▸ **Instructions for the task**
Return the entries exactly. Images are not part of the copy.

──────── Data records

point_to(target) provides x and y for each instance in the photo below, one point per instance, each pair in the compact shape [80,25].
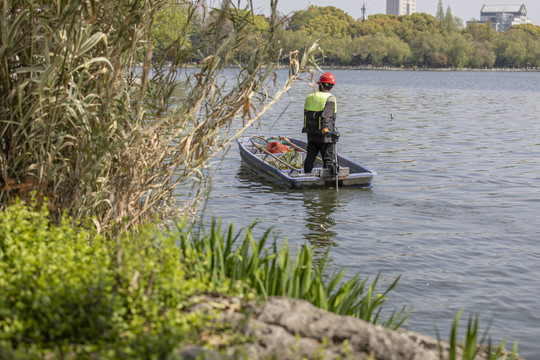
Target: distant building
[400,7]
[504,16]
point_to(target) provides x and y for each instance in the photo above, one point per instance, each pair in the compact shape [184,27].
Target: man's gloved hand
[334,134]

────────────────

▸ **Response for this exercise**
point_to(target) provides x and y for each instance in the photo below, one point per instance, each pair in the compact shape [80,25].
Target: distant building
[400,7]
[504,16]
point_to(target) provides x and y for each instance in the photo above, one point per instance, each pair in the compact shape [184,27].
Target: man's gloved hand
[334,134]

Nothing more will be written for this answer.